Required action
Whenever a line in the entries below contains "sunlit", copy that line.
** Opening Given records block **
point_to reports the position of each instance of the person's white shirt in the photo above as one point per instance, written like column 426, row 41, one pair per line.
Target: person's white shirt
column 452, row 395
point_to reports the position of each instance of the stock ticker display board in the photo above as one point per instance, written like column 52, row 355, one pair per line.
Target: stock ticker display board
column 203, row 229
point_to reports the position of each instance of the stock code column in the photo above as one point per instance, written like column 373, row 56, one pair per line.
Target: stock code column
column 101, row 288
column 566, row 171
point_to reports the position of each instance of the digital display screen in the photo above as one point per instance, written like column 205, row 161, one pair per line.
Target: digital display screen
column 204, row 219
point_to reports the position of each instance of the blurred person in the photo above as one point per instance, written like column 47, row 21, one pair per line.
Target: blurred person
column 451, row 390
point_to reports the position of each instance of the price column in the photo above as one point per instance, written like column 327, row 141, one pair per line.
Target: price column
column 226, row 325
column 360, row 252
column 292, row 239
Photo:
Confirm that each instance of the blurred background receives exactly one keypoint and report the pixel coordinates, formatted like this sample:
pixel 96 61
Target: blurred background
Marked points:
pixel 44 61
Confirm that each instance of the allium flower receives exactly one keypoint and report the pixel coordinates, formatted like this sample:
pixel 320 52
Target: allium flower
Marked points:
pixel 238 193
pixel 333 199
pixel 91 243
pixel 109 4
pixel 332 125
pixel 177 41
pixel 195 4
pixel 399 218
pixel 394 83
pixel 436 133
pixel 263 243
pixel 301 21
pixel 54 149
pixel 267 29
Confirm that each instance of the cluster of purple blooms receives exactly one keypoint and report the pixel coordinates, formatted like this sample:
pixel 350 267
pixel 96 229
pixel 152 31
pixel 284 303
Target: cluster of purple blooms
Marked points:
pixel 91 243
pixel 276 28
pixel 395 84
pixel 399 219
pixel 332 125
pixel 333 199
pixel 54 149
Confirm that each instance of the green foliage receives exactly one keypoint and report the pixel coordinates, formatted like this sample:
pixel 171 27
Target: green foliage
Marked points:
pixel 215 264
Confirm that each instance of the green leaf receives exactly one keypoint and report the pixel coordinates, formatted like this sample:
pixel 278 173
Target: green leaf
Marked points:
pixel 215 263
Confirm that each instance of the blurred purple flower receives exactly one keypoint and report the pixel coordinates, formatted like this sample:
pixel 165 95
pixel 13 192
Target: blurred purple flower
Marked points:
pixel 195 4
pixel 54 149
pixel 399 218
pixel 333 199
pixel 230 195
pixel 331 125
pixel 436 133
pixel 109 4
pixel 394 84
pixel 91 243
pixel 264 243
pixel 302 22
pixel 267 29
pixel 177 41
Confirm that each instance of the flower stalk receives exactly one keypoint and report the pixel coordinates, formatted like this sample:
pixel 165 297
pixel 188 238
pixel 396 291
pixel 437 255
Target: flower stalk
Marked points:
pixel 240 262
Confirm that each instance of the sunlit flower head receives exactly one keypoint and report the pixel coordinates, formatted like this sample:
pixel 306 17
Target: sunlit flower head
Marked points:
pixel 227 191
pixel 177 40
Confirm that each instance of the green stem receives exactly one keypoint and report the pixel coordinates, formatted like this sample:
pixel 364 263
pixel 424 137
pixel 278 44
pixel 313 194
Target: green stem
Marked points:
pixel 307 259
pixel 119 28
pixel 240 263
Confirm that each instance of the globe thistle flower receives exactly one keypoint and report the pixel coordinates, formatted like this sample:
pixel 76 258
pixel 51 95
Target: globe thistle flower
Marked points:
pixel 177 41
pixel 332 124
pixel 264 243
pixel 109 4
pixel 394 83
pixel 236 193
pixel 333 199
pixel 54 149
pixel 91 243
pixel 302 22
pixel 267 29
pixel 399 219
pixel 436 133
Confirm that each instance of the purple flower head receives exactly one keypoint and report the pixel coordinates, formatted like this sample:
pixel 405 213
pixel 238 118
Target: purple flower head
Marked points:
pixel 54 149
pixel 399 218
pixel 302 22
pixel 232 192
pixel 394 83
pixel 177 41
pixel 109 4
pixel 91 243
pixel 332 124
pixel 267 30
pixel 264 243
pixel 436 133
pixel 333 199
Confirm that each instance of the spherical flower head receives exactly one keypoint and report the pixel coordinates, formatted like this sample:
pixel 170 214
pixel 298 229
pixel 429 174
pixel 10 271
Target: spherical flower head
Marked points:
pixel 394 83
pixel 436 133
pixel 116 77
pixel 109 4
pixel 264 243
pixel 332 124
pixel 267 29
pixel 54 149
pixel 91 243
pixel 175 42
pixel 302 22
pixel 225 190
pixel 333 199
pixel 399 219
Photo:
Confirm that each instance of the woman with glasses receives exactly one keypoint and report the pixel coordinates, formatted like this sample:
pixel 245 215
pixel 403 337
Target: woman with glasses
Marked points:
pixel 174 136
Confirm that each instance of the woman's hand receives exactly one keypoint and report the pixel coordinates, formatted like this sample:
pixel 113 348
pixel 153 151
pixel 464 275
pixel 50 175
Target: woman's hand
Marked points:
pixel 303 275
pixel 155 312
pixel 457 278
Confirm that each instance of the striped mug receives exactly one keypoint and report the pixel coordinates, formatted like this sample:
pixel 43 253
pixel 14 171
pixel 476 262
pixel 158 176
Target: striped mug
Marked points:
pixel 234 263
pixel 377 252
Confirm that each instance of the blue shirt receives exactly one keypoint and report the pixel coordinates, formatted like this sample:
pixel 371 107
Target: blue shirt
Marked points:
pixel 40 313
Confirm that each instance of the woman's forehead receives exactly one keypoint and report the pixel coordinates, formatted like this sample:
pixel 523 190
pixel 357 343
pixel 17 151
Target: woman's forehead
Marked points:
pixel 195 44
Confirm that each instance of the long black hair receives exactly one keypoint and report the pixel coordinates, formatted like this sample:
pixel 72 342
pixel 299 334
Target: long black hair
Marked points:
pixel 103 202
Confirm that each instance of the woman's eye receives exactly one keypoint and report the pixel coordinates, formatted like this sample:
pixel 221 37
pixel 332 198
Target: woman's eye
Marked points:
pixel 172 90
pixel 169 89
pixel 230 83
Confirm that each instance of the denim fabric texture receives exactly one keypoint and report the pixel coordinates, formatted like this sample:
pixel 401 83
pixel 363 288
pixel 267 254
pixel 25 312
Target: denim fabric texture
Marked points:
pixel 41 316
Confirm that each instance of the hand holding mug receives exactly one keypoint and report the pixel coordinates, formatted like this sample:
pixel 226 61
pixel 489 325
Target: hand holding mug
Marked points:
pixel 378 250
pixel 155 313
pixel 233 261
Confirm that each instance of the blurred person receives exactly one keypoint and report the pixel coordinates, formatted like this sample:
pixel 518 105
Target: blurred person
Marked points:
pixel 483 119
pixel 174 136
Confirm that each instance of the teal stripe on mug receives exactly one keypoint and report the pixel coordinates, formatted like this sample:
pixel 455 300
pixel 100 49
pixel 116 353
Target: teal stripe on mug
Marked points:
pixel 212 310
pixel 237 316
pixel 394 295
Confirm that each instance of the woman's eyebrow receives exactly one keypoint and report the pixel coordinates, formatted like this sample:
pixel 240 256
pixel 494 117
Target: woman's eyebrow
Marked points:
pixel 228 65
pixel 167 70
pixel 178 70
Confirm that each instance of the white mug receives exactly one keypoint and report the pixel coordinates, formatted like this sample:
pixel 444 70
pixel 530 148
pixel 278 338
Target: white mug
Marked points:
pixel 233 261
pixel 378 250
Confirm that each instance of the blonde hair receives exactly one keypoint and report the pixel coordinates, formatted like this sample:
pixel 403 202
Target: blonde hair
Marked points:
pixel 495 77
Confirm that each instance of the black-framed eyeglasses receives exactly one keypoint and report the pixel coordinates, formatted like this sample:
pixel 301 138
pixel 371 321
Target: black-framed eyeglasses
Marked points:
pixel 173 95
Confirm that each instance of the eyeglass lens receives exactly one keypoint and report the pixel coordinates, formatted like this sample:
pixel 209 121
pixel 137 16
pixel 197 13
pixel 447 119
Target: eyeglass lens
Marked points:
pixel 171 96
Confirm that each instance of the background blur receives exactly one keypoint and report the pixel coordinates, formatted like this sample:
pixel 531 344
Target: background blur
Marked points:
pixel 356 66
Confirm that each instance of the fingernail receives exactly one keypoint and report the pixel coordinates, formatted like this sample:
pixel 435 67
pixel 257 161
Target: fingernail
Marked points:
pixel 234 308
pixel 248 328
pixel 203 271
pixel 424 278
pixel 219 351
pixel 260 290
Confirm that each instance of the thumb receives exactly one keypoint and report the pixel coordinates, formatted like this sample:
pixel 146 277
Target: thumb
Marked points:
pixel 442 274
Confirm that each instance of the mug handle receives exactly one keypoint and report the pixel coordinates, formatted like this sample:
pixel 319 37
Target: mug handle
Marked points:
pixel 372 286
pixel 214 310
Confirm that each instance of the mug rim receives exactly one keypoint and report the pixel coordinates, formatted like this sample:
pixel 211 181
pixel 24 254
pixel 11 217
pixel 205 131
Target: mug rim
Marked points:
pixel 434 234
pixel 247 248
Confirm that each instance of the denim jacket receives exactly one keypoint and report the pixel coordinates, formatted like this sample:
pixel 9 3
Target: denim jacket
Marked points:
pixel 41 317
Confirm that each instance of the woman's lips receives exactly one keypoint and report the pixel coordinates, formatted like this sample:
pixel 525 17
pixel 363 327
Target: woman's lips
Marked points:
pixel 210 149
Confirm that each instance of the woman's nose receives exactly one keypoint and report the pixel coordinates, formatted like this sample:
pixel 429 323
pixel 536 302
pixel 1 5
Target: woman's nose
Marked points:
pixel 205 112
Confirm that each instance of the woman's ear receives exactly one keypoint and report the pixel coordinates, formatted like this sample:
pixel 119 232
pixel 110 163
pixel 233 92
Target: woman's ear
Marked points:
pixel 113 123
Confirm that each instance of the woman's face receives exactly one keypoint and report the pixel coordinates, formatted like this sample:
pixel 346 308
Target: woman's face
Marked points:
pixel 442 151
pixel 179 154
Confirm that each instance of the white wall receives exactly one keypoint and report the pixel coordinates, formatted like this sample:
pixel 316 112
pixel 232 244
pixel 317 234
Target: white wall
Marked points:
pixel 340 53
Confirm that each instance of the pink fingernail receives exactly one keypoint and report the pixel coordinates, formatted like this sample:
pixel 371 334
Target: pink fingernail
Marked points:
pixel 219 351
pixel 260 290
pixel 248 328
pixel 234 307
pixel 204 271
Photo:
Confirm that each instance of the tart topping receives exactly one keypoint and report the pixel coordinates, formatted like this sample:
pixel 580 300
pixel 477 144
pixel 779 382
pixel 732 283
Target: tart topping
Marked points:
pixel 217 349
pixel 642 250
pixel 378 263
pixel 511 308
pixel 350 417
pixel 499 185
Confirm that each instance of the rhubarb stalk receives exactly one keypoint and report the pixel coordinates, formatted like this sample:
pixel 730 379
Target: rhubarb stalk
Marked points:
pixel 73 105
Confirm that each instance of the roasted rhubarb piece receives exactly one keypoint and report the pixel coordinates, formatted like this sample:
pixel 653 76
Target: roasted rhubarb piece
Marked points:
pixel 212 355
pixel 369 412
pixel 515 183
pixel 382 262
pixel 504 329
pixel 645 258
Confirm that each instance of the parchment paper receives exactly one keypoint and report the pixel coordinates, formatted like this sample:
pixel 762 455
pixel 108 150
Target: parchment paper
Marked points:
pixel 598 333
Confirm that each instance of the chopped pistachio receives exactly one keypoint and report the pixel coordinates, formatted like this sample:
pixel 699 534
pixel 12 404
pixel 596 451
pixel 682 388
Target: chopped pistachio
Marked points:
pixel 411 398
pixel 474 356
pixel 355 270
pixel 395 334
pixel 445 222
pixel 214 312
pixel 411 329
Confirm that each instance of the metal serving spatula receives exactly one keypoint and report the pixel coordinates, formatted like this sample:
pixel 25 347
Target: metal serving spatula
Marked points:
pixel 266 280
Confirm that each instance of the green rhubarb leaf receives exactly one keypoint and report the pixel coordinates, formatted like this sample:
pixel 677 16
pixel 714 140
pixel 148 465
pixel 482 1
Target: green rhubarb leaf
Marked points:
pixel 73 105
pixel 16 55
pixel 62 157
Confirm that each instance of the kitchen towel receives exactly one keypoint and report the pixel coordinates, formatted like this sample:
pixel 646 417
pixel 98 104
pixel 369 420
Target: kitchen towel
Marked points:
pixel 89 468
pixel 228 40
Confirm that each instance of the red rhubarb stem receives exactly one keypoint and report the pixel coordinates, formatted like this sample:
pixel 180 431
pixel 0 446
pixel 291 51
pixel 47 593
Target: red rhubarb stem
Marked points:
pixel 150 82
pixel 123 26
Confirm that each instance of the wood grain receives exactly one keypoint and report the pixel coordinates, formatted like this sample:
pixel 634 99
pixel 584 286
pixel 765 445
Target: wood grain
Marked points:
** Closing Given records block **
The completed task
Confirm that each instance of the sunlit flower head receives exactly one keypoint and report the pixel coordinates, formatted like this sample:
Target: sunlit flower head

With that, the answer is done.